Questions on the material:
1. Answer these about the essay on bipolar disorder, one line each, marked (a), (b) and (c):
(a) What illness does the writer use for comparison, noting that a person with it doesn't identify as the illness?
(b) What did the writer decide to do almost two years ago?
(c) What reason was the writer given for not being allowed to go?
2. Please turn the paragraph of the essay on bipolar disorder that begins "I decided I wanted to serve" into a short list that keeps its main facts.
3. List every disorder the writer of the essay on bipolar disorder says they have been diagnosed with.

Passage provided:
*** Block opens ***
Hello, I’m crazy, insane, a lunatic, nuts, a freak, disturbed, confused, spastic, disabled, mad, mental, weird, different, odd, a problem, scary, ill, brain dead, demented, need a straight-jacket, anti-social, bonkers, childish, distressed, drugged-up, embarrassing, handicapped, indecisive, irrational, lost, not all there, a nutcase, an oddball, paranoid, scary, strange, tiring, unapproachable, unstable, wacky ... bipolar.
These phrases are what people with mental disorders are eternally stamped with. Tattooed on their hearts by their friends, loved ones, and society, and written in their arms with a blade by themselves. Once the papers are typed and you have your own file at the psychiatrist’s office, you are forever one of the mentally ill; expected to walk around with a disclaimer that you aren’t "emotionally sound."
I have been diagnosed with bipolar disorder, post-traumatic stress disorder and generalized anxiety disorder. It took me time to come to terms with these illnesses. For a long time I thought that no one could know about it because they would abandon me. Worst of all, I thought I deserved to be abandoned. Then one day I had an epiphany. Someone with cancer doesn’t say, "I’m cancer," so why should I say "I’m bipolar"? Why should I let a biological abnormality become my identity while others get the respect and recognition that it is just an illness?
I decided I wanted to serve a full-time mission for The Church of Jesus Christ of Latter-day Saints almost two years ago. After a year and a half of working on myself and getting emotionally prepared, I was told I wouldn’t be allowed to go because my medications aren’t allowed in the field. I understood the wisdom behind this rule, but I was very frustrated. I felt like I had this drive and passion about serving, and to me it wasn’t far that I couldn’t go but others could. I felt once again that my disorder was defining me. I wasn’t about to let that happen.
*** Block closes ***
Provided material:
*** Block opens ***
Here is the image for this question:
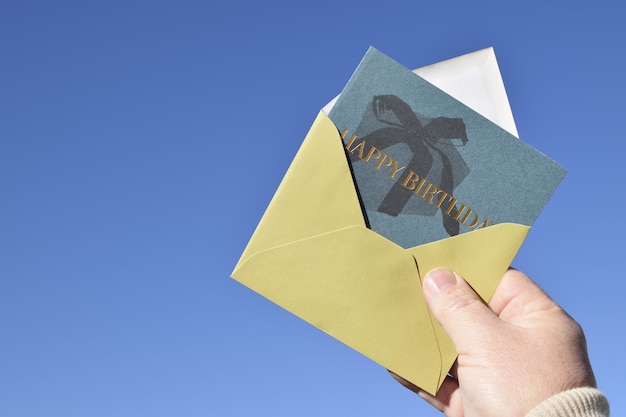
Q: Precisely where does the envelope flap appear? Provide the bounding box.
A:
[235,111,365,270]
[233,226,446,393]
[407,223,530,384]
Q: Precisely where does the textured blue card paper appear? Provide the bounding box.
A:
[328,48,566,248]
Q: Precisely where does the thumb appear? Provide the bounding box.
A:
[422,268,500,352]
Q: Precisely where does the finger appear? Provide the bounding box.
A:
[489,268,557,324]
[389,371,461,417]
[423,268,500,353]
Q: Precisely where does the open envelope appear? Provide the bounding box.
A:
[232,49,529,394]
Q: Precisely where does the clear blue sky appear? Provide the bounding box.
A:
[0,0,626,417]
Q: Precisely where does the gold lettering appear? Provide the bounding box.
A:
[444,196,457,217]
[454,204,466,222]
[402,170,420,190]
[350,141,365,159]
[341,129,356,150]
[374,153,393,169]
[420,182,439,204]
[389,159,406,179]
[435,190,452,208]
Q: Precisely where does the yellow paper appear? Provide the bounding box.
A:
[232,112,529,394]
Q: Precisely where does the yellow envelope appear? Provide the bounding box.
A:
[232,106,529,394]
[232,48,530,394]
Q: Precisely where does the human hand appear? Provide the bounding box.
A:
[392,268,596,417]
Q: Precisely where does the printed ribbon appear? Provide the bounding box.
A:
[354,95,467,236]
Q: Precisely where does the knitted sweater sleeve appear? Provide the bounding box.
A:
[526,387,609,417]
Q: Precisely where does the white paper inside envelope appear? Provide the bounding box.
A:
[322,47,518,136]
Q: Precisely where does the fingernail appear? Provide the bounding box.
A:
[424,268,457,296]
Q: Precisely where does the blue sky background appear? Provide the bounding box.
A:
[0,0,626,417]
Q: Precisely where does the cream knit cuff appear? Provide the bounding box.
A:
[526,387,609,417]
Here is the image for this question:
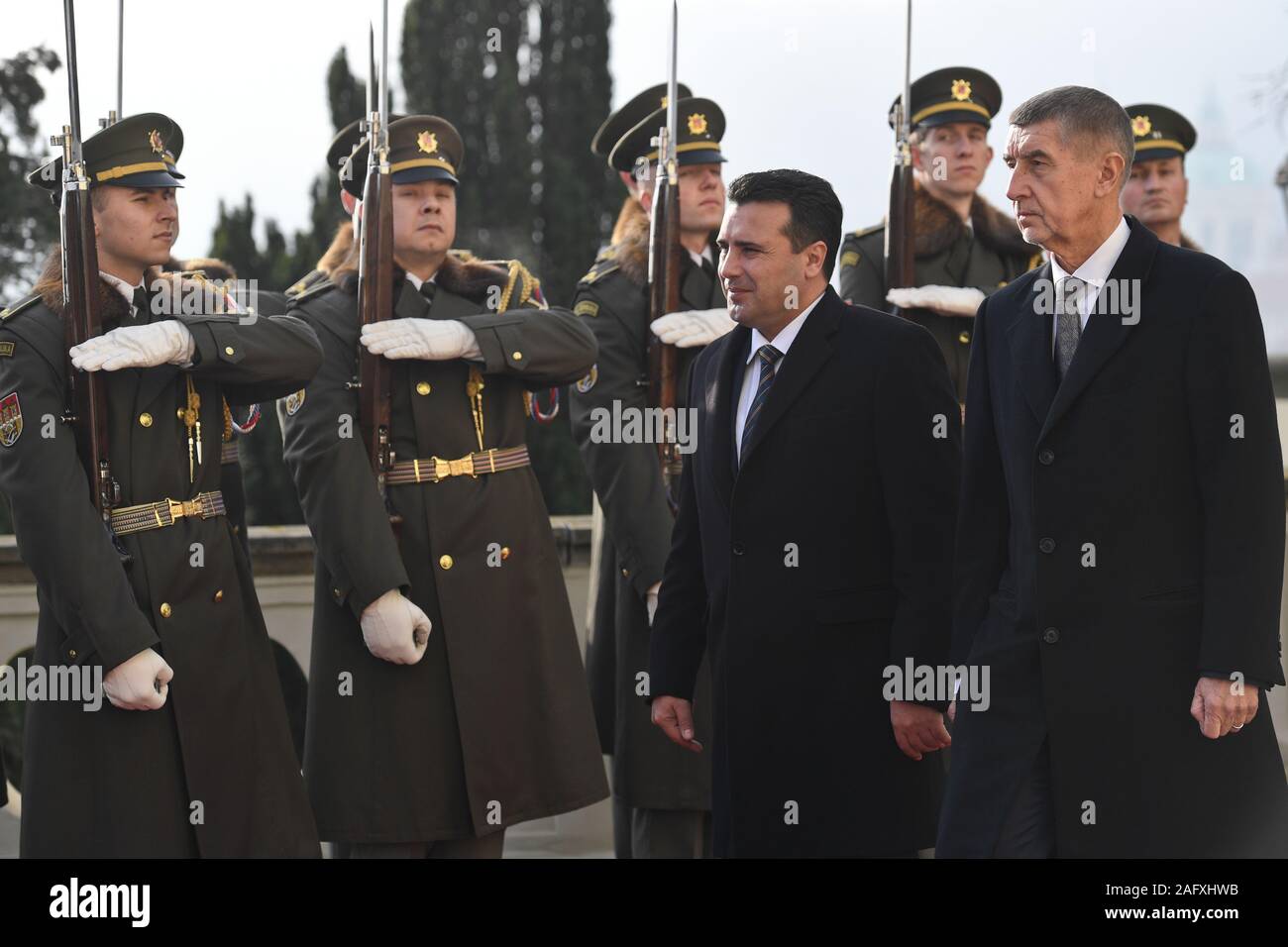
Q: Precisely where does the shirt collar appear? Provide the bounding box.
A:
[1051,218,1130,288]
[98,269,143,305]
[747,288,827,365]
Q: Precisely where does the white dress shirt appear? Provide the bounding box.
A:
[1050,218,1130,356]
[733,290,827,456]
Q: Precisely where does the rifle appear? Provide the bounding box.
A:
[51,0,129,549]
[357,0,400,526]
[648,0,683,511]
[885,0,915,314]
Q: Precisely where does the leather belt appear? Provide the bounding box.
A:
[112,489,224,536]
[385,445,531,484]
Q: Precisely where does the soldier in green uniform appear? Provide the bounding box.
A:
[571,96,733,858]
[0,113,322,857]
[1122,104,1199,250]
[840,65,1040,402]
[283,115,608,857]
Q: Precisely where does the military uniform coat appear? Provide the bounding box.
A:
[937,217,1288,858]
[571,215,725,810]
[283,258,608,843]
[649,287,961,857]
[0,274,321,857]
[838,185,1042,401]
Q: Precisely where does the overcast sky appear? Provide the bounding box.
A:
[0,0,1288,352]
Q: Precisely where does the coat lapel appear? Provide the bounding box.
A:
[1008,262,1056,423]
[703,326,751,511]
[1040,217,1158,438]
[743,286,844,464]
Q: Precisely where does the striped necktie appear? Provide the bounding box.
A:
[738,346,783,467]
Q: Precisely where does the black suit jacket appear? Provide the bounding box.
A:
[937,218,1285,857]
[651,288,960,856]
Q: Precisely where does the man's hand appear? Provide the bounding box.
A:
[360,588,432,665]
[1190,678,1259,740]
[103,648,174,710]
[890,701,953,760]
[886,286,984,316]
[362,320,483,362]
[649,309,735,349]
[644,582,662,627]
[67,320,197,371]
[653,697,702,753]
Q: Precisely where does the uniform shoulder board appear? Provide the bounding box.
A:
[0,292,40,320]
[287,275,335,303]
[577,254,621,286]
[284,269,327,299]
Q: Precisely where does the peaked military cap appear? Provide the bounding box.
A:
[889,65,1002,128]
[340,115,465,197]
[590,82,693,159]
[1125,104,1198,163]
[608,98,728,171]
[27,112,183,204]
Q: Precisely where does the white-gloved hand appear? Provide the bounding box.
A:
[361,588,432,665]
[67,320,197,371]
[103,648,174,710]
[362,320,483,362]
[649,308,737,349]
[886,286,984,316]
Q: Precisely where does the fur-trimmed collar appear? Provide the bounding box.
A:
[912,184,1037,257]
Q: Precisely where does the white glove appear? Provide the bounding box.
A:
[649,308,737,349]
[67,320,197,371]
[362,320,483,362]
[361,588,430,665]
[103,648,174,710]
[886,286,984,316]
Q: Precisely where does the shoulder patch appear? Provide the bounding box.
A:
[0,292,40,324]
[0,390,22,447]
[577,257,621,286]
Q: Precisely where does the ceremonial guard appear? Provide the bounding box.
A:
[571,96,733,858]
[0,113,321,857]
[283,115,608,857]
[840,65,1042,402]
[1122,104,1201,250]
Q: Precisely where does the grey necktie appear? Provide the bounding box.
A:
[1055,275,1087,381]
*** Block closes ***
Answers given:
1.
(a) Cancer.
(b) Serve a full-time mission for The Church of Jesus Christ of Latter-day Saints.
(c) The writer's medications aren't allowed in the field.

2.
- Almost two years ago, the writer decided to serve a full-time mission for The Church of Jesus Christ of Latter-day Saints.
- The writer spent a year and a half working on themselves and getting emotionally prepared.
- The writer was then told they couldn't go because their medications aren't allowed in the field.
- The writer understood the wisdom behind the rule but was very frustrated.
- The writer felt their disorder was defining them again and refused to let that happen.

3.
- Bipolar disorder
- Post-traumatic stress disorder
- Generalized anxiety disorder